Photo-based referring expression data
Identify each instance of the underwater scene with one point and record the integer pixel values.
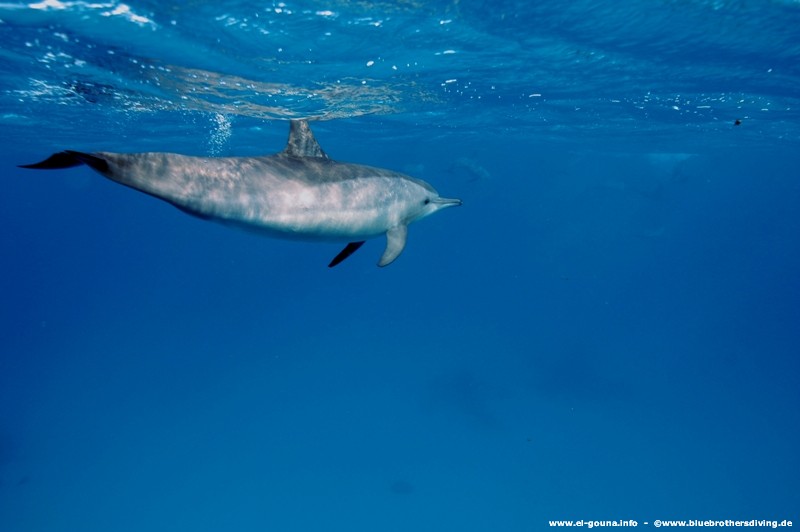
(601, 328)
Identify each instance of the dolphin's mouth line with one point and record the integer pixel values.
(447, 202)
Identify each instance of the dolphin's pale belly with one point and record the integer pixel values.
(283, 196)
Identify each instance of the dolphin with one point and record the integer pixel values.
(298, 193)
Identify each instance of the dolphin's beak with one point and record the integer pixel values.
(446, 202)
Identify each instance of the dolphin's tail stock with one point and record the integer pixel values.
(68, 159)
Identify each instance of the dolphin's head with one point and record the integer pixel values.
(427, 201)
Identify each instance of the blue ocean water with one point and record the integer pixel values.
(609, 328)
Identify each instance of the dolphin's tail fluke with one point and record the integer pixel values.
(68, 159)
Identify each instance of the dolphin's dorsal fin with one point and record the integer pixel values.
(302, 142)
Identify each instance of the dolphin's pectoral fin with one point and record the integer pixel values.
(348, 250)
(395, 242)
(68, 159)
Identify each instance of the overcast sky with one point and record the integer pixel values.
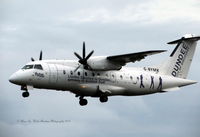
(110, 27)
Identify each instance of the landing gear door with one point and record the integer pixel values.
(53, 75)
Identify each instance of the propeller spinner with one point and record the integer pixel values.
(83, 60)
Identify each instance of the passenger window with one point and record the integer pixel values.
(93, 74)
(28, 67)
(38, 66)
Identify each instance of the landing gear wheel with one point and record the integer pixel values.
(25, 94)
(83, 102)
(103, 99)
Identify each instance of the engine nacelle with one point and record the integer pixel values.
(102, 63)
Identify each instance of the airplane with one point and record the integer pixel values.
(105, 76)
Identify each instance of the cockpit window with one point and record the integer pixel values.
(38, 66)
(28, 67)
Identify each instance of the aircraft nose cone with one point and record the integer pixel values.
(13, 79)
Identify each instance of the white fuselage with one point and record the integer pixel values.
(60, 75)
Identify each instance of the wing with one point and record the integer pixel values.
(132, 57)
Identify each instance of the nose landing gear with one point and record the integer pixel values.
(25, 93)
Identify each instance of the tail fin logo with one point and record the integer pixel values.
(180, 59)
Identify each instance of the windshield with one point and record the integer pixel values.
(38, 66)
(28, 67)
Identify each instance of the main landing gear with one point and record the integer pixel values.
(103, 99)
(84, 102)
(25, 94)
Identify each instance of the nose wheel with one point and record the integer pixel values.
(25, 94)
(103, 99)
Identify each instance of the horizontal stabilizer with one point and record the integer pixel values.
(171, 89)
(186, 37)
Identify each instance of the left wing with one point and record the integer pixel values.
(132, 57)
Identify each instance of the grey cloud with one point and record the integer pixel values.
(29, 26)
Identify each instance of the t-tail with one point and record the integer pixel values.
(180, 59)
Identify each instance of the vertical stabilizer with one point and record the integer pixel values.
(180, 59)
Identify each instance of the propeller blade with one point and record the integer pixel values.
(40, 58)
(77, 68)
(78, 56)
(83, 49)
(32, 59)
(89, 55)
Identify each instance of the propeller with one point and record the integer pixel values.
(83, 60)
(40, 57)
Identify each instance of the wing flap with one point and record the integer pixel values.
(132, 57)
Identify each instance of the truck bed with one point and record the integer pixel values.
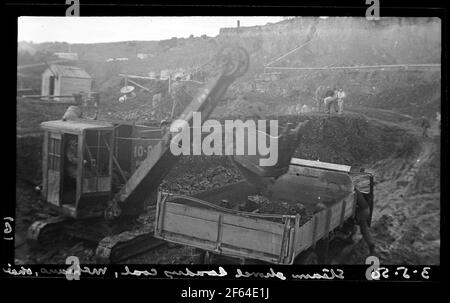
(277, 238)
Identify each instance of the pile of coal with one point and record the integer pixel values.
(263, 205)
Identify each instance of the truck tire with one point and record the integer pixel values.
(308, 257)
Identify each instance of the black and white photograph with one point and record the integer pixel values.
(242, 140)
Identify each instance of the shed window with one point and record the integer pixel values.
(54, 153)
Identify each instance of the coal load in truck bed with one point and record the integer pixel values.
(260, 204)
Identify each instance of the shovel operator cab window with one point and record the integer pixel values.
(96, 163)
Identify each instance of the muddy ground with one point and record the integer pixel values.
(406, 220)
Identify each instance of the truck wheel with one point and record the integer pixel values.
(309, 257)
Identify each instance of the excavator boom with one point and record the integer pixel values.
(232, 62)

WHAT IS EXPECTED: All of the lines above should be copied exactly, apart from the pictures.

TASK SOLUTION:
Identify each instance of the underwater scene with one point and record the integer pixel values.
(601, 328)
Identify each instance of the dolphin's mouth line with one point and record the integer pixel values.
(447, 202)
Identify each instance of the dolphin's pale belly with one point and record the integer pixel values.
(283, 196)
Identify each instance of the dolphin with one point and record the integer pixel values.
(298, 193)
Identify each instance of the dolphin's beak with one point and record the integer pixel values.
(446, 202)
Identify each instance of the dolphin's tail stock with one point and record the integer pixel values.
(68, 159)
Identify each instance of the dolphin's head with one point and record the integer pixel values.
(427, 201)
Identify each instance of the blue ocean water with one point and record the integer pixel values.
(609, 328)
Identify each instance of the dolphin's tail fluke with one point and record the integer pixel values.
(68, 159)
Identify each instance of the dolphin's dorsal fin with one point and record the integer pixel values.
(302, 142)
Identify each instance of the dolphin's pectoral fin with one point and record the integer pixel values.
(348, 250)
(395, 242)
(68, 159)
Identify each instance of the overcast sky with one point and record the integer pixel values.
(110, 27)
Identify each instance of the landing gear door with one point and record the integer pixel values.
(53, 75)
Identify each instance of the propeller spinner with one point and record the integer pixel values.
(83, 60)
Identify each instance of the passenger window with one point and record the integer pixel values.
(93, 74)
(28, 67)
(38, 66)
Identify each instance of the landing gear wheel with one point and record the integer pixel values.
(25, 94)
(83, 102)
(103, 99)
Identify each instance of the engine nacelle with one point and record the integer pixel values.
(102, 63)
Identify each instance of the airplane with one point and record the integer pixel values.
(105, 76)
Identify each instance of the cockpit window with one point and record the integer pixel values.
(38, 66)
(28, 67)
Identify each instance of the aircraft nose cone with one point and record the integer pixel values.
(13, 79)
Identify each instance of the white fuselage with one point and record the integer pixel values.
(60, 75)
Identify each instance of the wing with one point and record the integer pixel values.
(132, 57)
Identify each instance of the nose landing gear with one point and record the integer pixel values.
(25, 93)
Identify each instance of the tail fin logo with one point and record the integer pixel values.
(180, 59)
Identify each instance of the windshield with one point and record the integer pixel values.
(38, 66)
(28, 67)
Identify each instance of the main landing gear with one point and record the integer pixel values.
(103, 99)
(84, 102)
(25, 94)
Identify each instance of the nose wheel with one point and record the integer pixel values.
(25, 94)
(103, 99)
Identify each instance of the horizontal stabilizer with one point and record the integer pixel values.
(171, 89)
(186, 37)
Identify each instance of the left wing with one point and record the integer pixel values.
(132, 57)
Identify each instance of the grey cloud with one point and record the integer pixel values.
(29, 26)
Identify each instance of the t-tail with one point and record the integer pixel values.
(180, 59)
Identify each instance of the vertical stabilizer with one point and record the integer pixel values.
(180, 59)
Identify each instance of the propeller blade with one point and record the integer pixel values.
(40, 58)
(77, 68)
(78, 56)
(83, 49)
(32, 59)
(89, 55)
Identify each instance of the propeller with one point and record the integer pixel values.
(83, 60)
(40, 57)
Identify each instance of the wing flap with one point and record the integer pixel values.
(132, 57)
Identify each instance of the truck bed with one point and record the integer pixel values.
(277, 238)
Identify each instance of the pile of coal with one point and record the integer pixel values.
(263, 205)
Identify each instance of the truck tire with one point and record the integer pixel values.
(308, 257)
Identify each instance of the black and white photograph with one point and record the integer pixel values.
(242, 140)
Identify each instance of the shed window with one point and record the integer pixel values.
(54, 153)
Identify each instance of the coal load in truck bed with one point and record the integer pixel values.
(260, 204)
Identify each instance of the shovel operator cab window with one point and record the integer pixel values.
(96, 163)
Identify each instance of the muddy ground with one point and record the integer pixel values.
(406, 220)
Identify each instance of the truck wheel with one point and record the integer pixel values.
(309, 257)
Identify each instance of the excavator boom with one point and record the integer pixel values.
(232, 62)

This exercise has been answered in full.